Data provided:
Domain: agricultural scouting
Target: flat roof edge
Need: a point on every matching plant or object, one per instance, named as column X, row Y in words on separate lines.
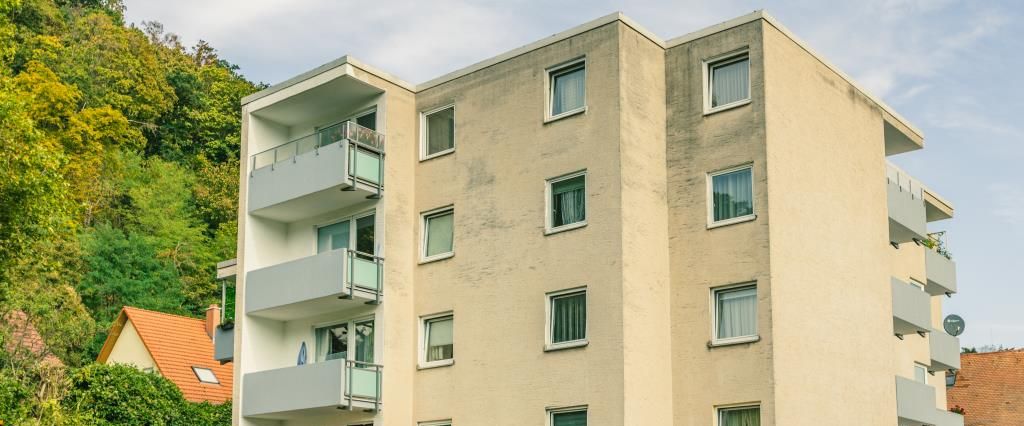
column 762, row 14
column 324, row 69
column 547, row 41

What is expected: Can you copy out every line of the items above, word for word, leaving out the pictures?

Response to the exercise:
Domain: agricultural scouting
Target: flat roof edge
Need: a point on every matching plant or object, one per instance, named as column X, row Y in words on separate lines.
column 762, row 14
column 324, row 69
column 547, row 41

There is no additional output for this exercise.